[Task to carry out]: Transcribe all of the material below word for word and leave out its pictures.

___ Dataset

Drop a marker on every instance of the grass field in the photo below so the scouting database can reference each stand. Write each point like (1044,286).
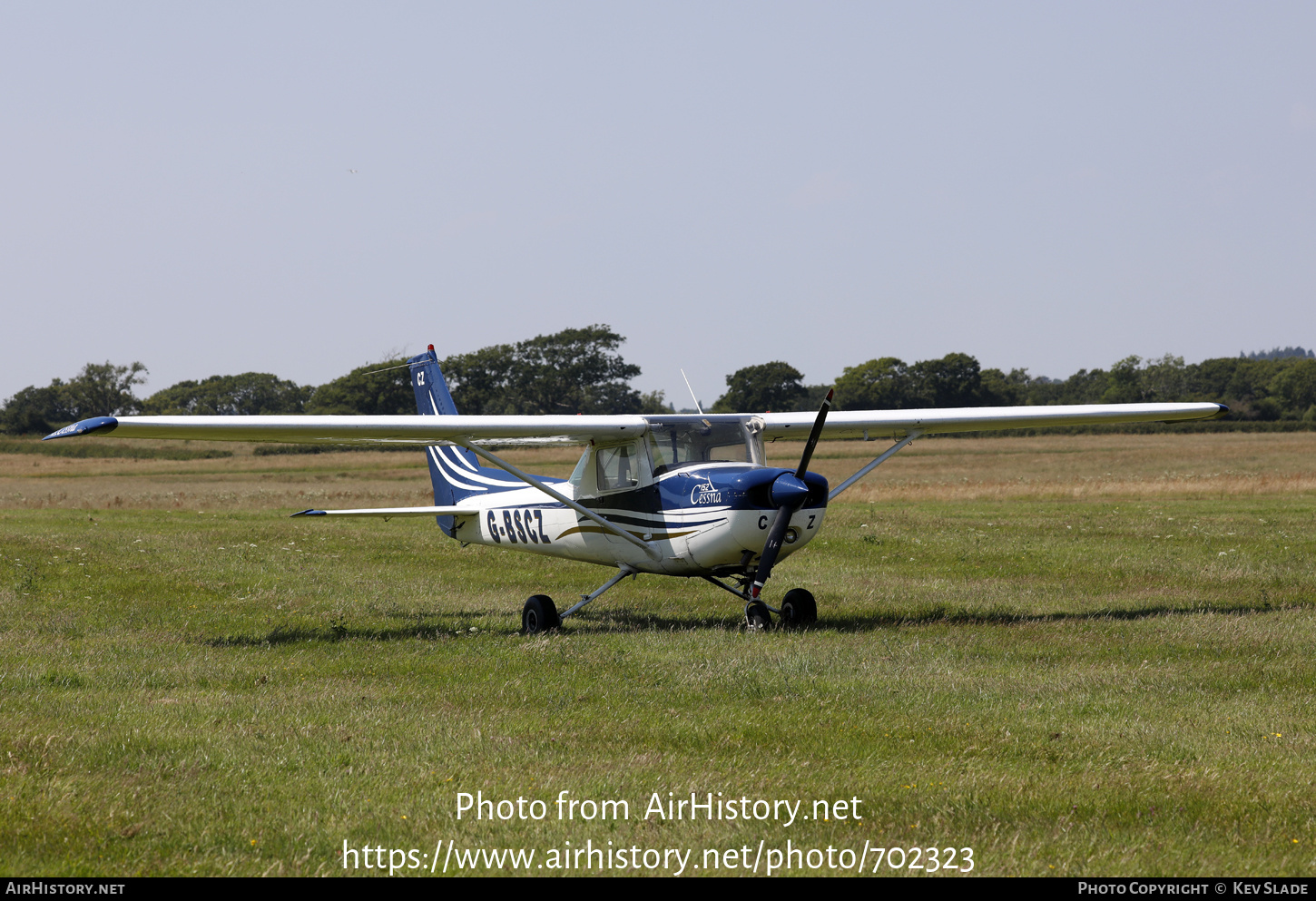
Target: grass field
(1076,655)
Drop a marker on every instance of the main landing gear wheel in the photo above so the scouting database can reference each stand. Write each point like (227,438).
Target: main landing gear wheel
(757,619)
(538,614)
(799,608)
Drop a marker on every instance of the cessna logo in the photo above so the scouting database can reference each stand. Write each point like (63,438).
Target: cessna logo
(705,494)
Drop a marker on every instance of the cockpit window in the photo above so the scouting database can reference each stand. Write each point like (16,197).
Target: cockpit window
(578,474)
(674,446)
(619,467)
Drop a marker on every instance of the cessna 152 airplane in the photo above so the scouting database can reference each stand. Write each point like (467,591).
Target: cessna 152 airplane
(674,495)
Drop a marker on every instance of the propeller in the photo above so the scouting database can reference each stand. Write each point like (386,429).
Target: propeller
(789,492)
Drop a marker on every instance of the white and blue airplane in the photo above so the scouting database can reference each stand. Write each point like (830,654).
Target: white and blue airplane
(678,495)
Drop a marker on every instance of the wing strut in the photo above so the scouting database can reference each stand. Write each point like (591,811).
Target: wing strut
(888,454)
(558,496)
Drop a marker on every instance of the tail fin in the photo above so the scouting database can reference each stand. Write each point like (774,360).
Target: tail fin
(454,471)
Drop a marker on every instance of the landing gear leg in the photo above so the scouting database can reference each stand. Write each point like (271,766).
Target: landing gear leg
(585,599)
(538,614)
(757,619)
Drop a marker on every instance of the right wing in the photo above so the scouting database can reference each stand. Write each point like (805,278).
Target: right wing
(359,429)
(389,512)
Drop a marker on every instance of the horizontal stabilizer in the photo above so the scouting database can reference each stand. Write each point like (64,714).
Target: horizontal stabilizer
(389,512)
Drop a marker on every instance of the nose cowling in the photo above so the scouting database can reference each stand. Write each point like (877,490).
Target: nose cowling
(789,491)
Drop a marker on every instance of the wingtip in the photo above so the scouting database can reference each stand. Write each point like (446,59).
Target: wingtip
(84,426)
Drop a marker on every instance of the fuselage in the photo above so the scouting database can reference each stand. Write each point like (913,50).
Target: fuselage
(704,518)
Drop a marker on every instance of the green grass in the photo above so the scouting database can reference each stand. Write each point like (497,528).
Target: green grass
(1061,685)
(107,450)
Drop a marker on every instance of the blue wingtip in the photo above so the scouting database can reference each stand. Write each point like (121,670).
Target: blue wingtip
(85,426)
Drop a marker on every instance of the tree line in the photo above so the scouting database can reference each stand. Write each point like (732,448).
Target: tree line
(582,371)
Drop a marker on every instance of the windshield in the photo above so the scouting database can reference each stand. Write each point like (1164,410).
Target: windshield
(674,446)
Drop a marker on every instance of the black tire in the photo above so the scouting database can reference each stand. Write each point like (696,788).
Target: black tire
(538,614)
(799,608)
(757,616)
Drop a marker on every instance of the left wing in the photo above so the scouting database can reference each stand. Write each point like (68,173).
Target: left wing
(898,424)
(359,429)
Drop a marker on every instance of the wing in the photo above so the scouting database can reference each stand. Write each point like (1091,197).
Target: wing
(898,424)
(389,512)
(359,429)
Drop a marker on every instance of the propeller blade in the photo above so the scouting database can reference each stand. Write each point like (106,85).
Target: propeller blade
(772,546)
(770,549)
(813,435)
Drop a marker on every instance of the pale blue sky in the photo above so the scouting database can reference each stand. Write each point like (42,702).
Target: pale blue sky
(1052,186)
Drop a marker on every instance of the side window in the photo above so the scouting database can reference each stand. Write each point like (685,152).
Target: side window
(578,474)
(619,467)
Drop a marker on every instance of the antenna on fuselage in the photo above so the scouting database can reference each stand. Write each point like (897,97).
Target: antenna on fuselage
(692,394)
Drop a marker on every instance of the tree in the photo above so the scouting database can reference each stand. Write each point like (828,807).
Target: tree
(99,389)
(249,394)
(377,389)
(761,388)
(1125,383)
(1295,387)
(880,385)
(1002,389)
(573,371)
(104,389)
(1164,380)
(953,380)
(35,411)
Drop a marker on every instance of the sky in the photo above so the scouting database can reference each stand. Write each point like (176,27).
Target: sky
(304,189)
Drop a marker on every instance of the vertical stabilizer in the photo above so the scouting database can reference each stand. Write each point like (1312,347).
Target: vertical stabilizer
(447,465)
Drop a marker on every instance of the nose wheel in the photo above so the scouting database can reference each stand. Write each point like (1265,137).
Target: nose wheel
(799,608)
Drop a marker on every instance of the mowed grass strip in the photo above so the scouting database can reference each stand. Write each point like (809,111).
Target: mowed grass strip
(1098,685)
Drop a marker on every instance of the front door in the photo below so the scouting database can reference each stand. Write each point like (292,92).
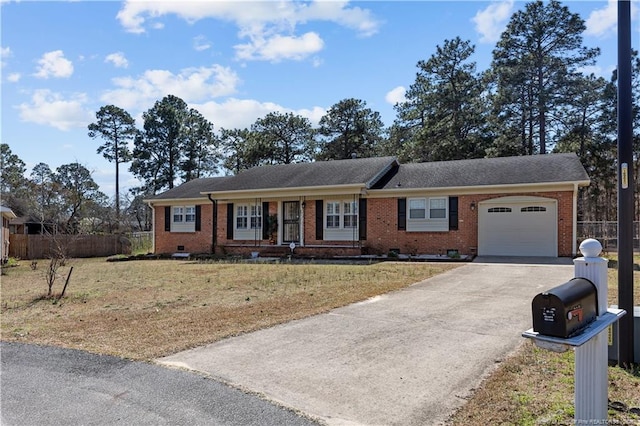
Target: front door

______

[Output below]:
Drop a marker on every instance of the grass field in the photo below so the scouting database can reference each stand. Write each point like (1044,286).
Target: grass field
(1076,655)
Drop a marker on every instance of the main landing gear wheel in the photo above so the scouting database can reference each stand. Write each point like (227,438).
Target: main landing gear wheel
(757,619)
(538,614)
(799,608)
Drop a marker on every instance of the cessna logo in the photo above so the scouting database can reference each stand. Write each point like (63,438).
Target: cessna logo
(705,494)
Drop a marker on every instance of the cockpit window in the photo above so the scouting database can reference each stand. Write each point like (16,197).
Target: cockpit window
(578,474)
(674,446)
(619,467)
Drop a marker on every instance of the cessna 152 airplane in the photo above so the scouting database can reference each stand. Write each point like (467,591).
Target: cessna 152 airplane
(674,495)
Drop a marker on every instance of the propeller in the photo above so the scouting database can reference each stand. Write each point like (386,429).
Target: propeller
(789,492)
Drop a marker on every instance of the white and blue airplane in the photo above so the scouting database can reference each stand. Write each point like (830,654).
Target: white and blue airplane
(678,495)
Drop a marker on every instance of the wing strut in the photo above so the scouting database can reference each stand. Write each point like (591,811).
Target: wing strut
(888,454)
(558,496)
Drop a marker on every instance of the tail fin in the photo above so the scouting database can reference each stand. Write each point like (774,360).
Target: tail fin
(454,471)
Drop a marker on every instance of the landing gear leg in the photo above so the scouting database can reference each stand. Write each point like (271,766).
Target: landing gear leg
(585,599)
(538,614)
(757,619)
Drop a marker on every instance of the right wing in the photo above so the scouting database can reference each stand. Write each point like (805,278).
Target: right wing
(359,429)
(389,512)
Drop a marker on every instance of the horizontal stabilizer in the photo above so the scouting database can reference each stand. Write each point like (64,714).
Target: horizontal stabilizer
(389,512)
Drop a marker on every instance of the nose cowling in the photo above so the scouting database can reference each stand. Write each point like (877,490).
Target: nose cowling
(789,491)
Drop a marker on every instance of the wingtip in the photo above so the scouting database can reference each stand. Write each point like (446,59).
Target: wingtip
(84,426)
Drop a marker on every instance of the fuselage in the photo above so the scouting database can reference each stand. Write each point like (913,50).
Target: fuselage
(704,518)
Drop a marker on every instance of the green grass in the photo above so the scouting database can reference each stand. Write each point like (497,528).
Target: green grass
(1061,685)
(107,450)
Drop a marker on every instance of the blue wingtip in the photo above so the scouting database can reference each stand. Write each point like (121,670).
Target: blue wingtip
(85,426)
Drop a marker on every instance of the tree line in the photo above so the scouting database can reference each stand. Write each point like (732,448).
Target: tree line
(582,371)
Drop a marker on every instance of the windshield in the photo above so the scouting database can reference each stand. Write each point like (1164,410).
Target: windshield
(674,446)
Drop a marker on every instance of the black tire in the photo above so the scouting database can reference each stand. Write each point like (696,788).
Target: black tire
(538,614)
(799,608)
(757,616)
Drop a marker on every instance of the left wing in the photo above so the scouting database can reference each stand. Write each point like (68,173).
Target: left wing
(898,424)
(359,429)
Drop a marker on every instance of the wing in the photo above so the scouting database can reference each stand. Write each point like (1091,197).
Target: wing
(898,424)
(389,512)
(359,429)
Drop a marker on every instance of the propeller blade in the photo above so the scouting database can reference each stand. Write each point like (106,85).
Target: propeller blade
(772,546)
(770,549)
(813,435)
Drop a marker on every instance of the pale blue sky in the photo above so the scouting database can reference each stand. Write each point like (42,702).
Target: pale blue sky
(1052,186)
Drop a marker on every instance of the side window in the photo above so the scouting database can reference each stand. Write each point like (685,152).
Target: side window
(578,474)
(619,467)
Drop a marker on every instance of the antenna on fuselage in the photo above so the scouting database can reference each stand. Write each point like (897,97).
Target: antenna on fuselage
(692,394)
Drop a marker on every instance of the tree in the photo above so the scouting database can reference each stand. Write each point like (828,807).
Target: tree
(99,389)
(249,394)
(377,389)
(761,388)
(1125,383)
(1295,387)
(880,385)
(1002,389)
(573,371)
(104,389)
(1164,380)
(953,380)
(35,411)
Drop a marker on every instance of the sky in the photo above so the scouting database can reference each stand. Write each point like (176,27).
Target: sky
(304,189)
Drop a marker on every instance of the vertical stabilizer in the photo above so the scouting database can reference each stand. Write each point like (1312,347).
Target: vertical stabilizer
(447,465)
Drop a marker on every instance of the nose wheel in the photo above so the scouting database can reference each stand. Write each point like (1265,137).
Target: nose wheel
(799,608)
Drop a marker on every instance of the mowed grass strip in the photo above so the scouting database can reference each stand. Write each point like (809,111).
Target: mowed grass strip
(1098,685)
Drop a marker on every instance of the front door in the photo below so the scouting database can reference each stand. Write each point like (292,92).
Target: front door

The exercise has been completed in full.